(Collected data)
***
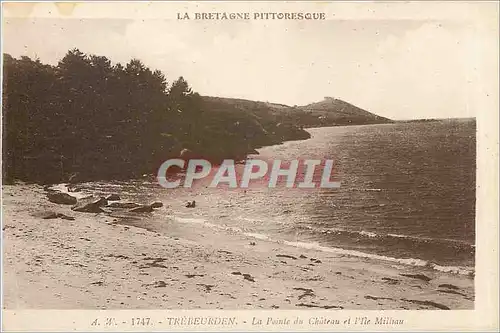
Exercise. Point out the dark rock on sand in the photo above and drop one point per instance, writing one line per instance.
(113, 197)
(90, 205)
(146, 208)
(449, 286)
(448, 291)
(142, 209)
(417, 276)
(53, 215)
(307, 292)
(247, 277)
(320, 306)
(156, 204)
(375, 298)
(286, 256)
(427, 303)
(390, 280)
(61, 198)
(190, 276)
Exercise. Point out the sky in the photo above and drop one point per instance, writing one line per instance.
(397, 68)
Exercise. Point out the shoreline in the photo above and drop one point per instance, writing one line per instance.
(93, 262)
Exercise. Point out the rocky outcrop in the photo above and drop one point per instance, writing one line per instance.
(61, 198)
(113, 197)
(90, 204)
(147, 208)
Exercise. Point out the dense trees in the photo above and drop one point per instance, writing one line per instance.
(107, 121)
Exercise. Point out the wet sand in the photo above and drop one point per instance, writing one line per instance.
(94, 263)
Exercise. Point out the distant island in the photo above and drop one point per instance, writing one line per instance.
(86, 119)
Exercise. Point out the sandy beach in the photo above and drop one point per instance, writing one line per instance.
(93, 262)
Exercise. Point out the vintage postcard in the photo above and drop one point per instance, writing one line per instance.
(250, 166)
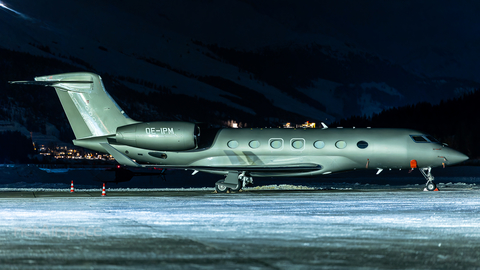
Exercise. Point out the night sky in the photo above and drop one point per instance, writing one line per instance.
(405, 32)
(428, 39)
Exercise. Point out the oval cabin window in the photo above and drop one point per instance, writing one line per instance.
(254, 144)
(276, 144)
(319, 144)
(232, 144)
(297, 144)
(362, 144)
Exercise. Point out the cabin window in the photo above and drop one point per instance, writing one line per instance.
(298, 144)
(419, 139)
(232, 144)
(362, 144)
(276, 143)
(319, 144)
(341, 144)
(254, 144)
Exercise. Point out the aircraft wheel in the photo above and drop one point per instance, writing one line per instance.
(238, 187)
(431, 186)
(220, 188)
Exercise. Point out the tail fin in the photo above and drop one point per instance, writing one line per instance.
(90, 110)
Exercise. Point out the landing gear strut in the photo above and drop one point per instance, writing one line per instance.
(426, 172)
(234, 181)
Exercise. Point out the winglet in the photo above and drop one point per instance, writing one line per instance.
(119, 157)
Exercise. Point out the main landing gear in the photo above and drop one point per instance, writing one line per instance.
(233, 182)
(427, 173)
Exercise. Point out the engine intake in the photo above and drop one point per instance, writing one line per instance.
(164, 136)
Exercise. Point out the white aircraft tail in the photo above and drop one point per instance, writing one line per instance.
(90, 110)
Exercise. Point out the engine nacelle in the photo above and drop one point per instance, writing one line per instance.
(163, 136)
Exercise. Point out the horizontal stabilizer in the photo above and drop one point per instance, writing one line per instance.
(303, 167)
(46, 83)
(118, 156)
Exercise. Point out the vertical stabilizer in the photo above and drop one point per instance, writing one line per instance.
(90, 110)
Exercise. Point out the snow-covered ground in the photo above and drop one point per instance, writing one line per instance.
(250, 230)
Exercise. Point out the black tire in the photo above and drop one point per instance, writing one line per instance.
(220, 188)
(431, 186)
(238, 187)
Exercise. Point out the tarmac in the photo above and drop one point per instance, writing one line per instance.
(400, 228)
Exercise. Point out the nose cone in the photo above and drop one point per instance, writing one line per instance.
(454, 157)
***
▶ _TASK_: Give back every line of the data above word for word, leaving out the pictures.

▶ _THE RESPONSE_:
Exercise. Point out the dark rock on sand in the photo above and drop one point per instance, writing one line per instance.
(113, 197)
(90, 205)
(146, 208)
(449, 286)
(448, 291)
(142, 209)
(417, 276)
(53, 215)
(307, 292)
(247, 277)
(320, 306)
(156, 204)
(375, 298)
(286, 256)
(427, 303)
(390, 280)
(61, 198)
(190, 276)
Exercise. Point out the sky in the photo above and drop one point per instance, writing one line per instance.
(397, 68)
Exercise. Point out the shoreline in the photo above and drop one point per instance, writing one line per instance.
(93, 262)
Exercise. Point out the rocky outcrop in the photo above and drop one point per instance, writing one line per instance.
(61, 198)
(113, 197)
(90, 204)
(147, 208)
Exercise. Point out the dense trees in the photo above and drop one point per instance, writing one line per instance.
(107, 121)
Exercise. Point out the wet sand in the photo above and drop one point per instance, writing one line per instance.
(94, 263)
Exercise. Point out the distant island in the photo above and drop one point per instance, writing one line per instance.
(86, 119)
Exercise. Point out the sandy beach in the photo above and drop one point per instance, writing one line per instance.
(93, 262)
Exercise. Point out the vintage postcard in the photo above and drop one point per instance, writing one line per instance.
(250, 166)
Exercise. Point out the night sky in the photo above and drop one point per instance, writing one line per instance.
(405, 32)
(428, 39)
Exercise. Point out the oval cabin window in the photo above and drop one point per instance, writing one line per instance.
(254, 144)
(276, 144)
(319, 144)
(232, 144)
(297, 144)
(362, 144)
Exercise. Point out the cabin window in the photo above and drop one point per instance, writing one line per instance.
(298, 144)
(419, 139)
(232, 144)
(362, 144)
(276, 143)
(319, 144)
(341, 144)
(254, 144)
Exercise. Point out the aircraft wheel in the photo above and drop one point per instance, writing one line per instance.
(238, 187)
(431, 186)
(220, 188)
Exercise. Point out the tail fin in the photo above and drop one point per instance, writing one line per instance.
(90, 110)
Exercise. Point out the landing gear strut in the photo above and drop one point per instance, writing one line per instance.
(426, 172)
(234, 181)
Exercise. Point out the winglet in the photo above and drop one point per instance, writing one line per instance.
(119, 157)
Exercise. Point out the main landing gear in the photo above and drop one point per instance, writing one line per instance.
(233, 182)
(427, 173)
Exercise. Point out the engine intake in the photo above and drop one point per instance, writing one line per instance.
(164, 136)
Exercise. Point out the white aircraft tail in the photo above and drop one point per instance, writing one line per instance.
(90, 110)
Exercise. Point out the engine nacelle in the photo above and drop one point per instance, writing one line per instance.
(163, 136)
Exercise. Point out the horizontal stabilizer in the photo above and drop one point per instance, writing one line per instance.
(303, 167)
(46, 83)
(118, 156)
Exercise. Point out the vertical stabilizer in the photo above and drop one point per instance, writing one line per instance.
(90, 110)
Exercise. Point out the snow-covered ground in the photo above and drop one point per instance, writing one line per instance.
(250, 230)
Exercise. Point out the black tire in the photo above and drop one point per instance, writing one line per instance.
(220, 188)
(431, 186)
(238, 187)
Exercise. Point out the tarmac in the photo above and drop one point per instance, writing one line per instance.
(400, 228)
Exercise. Point out the nose cone in the photo above and drop one point per instance, writing one line per instance.
(454, 157)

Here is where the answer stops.